+++ Trecho do texto

No antológico poema “Liberdade”, Hélio Nunes diz de seu entendimento sobre o que significa palavra tão cara: O vento corre, corre,/ cochicha pelos roseirais, / pelos caminhos levanta pó, /pelos ares arvora bandeiras / raivosas de espumas. /Liberdade – o vento foi feito para correr. //A águia voa, voa, /traça no espaço azul /audaciosas linhas /de uma geometria que ainda /Einstein não estudou./

Liberdade – a águia foi feita para voar.//Além um homem falava/ de igualdade e justiça./Tinha nos olhos o mesmo brilho/ de uma estrela matutina./Liberdade – o homem nasceu para pensar.

Vê-se assim que poucos poetas trataram o tema com o toque de simplicidade, força verdadeira de versos traçados com sons da alma e cores da vida.

Ele foi um poeta de seu tempo e lugar. Cantou as primeiras aventuras siderais do homem. Ofertou sorrisos e flores à amada Valquíria, a companheira verdadeira, a mulher de fibra e resignada, com ela teve cinco filhos. De dia como jornalista combativo, à noite construtor de devaneios e sonhos. Certo é que o livro Pássaro do Amanhã, há tempos raridade bibliográfica, pelo seu conteúdo lírico, desejos límpidos que não são imposições, cantares que comovem, falares de atualidade até hoje, como obra literária e conteúdo humano calcado na vida sem distorções gritantes merece ser reeditado. Alguns de seus poemas participam da antologia Poesia Moderna da Região do Cacau, (1977), organizada pelo poeta Telmo Padilha.

Natural de Aracaju, Hélio Nunes nasceu no dia 17 de abril de 1931. Fugindo da perseguição policial em 1952, passando por Cachoeira de São Félix, veio fixar residência em Itabuna, onde fundou uma gráfica e o “Jornal de Notícias”, que apresentou em suas páginas uma linguagem diferente do provincianismo de outros veículos de imprensa locais. Foi também professor da Escola de Contabilidade local.

++++++
+++ Material fornecido

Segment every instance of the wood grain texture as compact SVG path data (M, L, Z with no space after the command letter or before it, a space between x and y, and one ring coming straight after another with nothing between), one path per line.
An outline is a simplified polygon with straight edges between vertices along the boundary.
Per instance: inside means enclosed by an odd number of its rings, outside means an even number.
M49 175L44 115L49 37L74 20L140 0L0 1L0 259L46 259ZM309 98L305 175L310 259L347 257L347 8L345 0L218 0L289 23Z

++++++

O que fazer.
No trecho sobre Hélio Nunes, liste, por favor, cada ser que os versos iniciados por "Liberdade –" dizem ter sido feito ou nascido para algo, indicando aquilo para que existe.

Resposta completa.
- O vento: foi feito para correr.
- A águia: foi feita para voar.
- O homem: nasceu para pensar.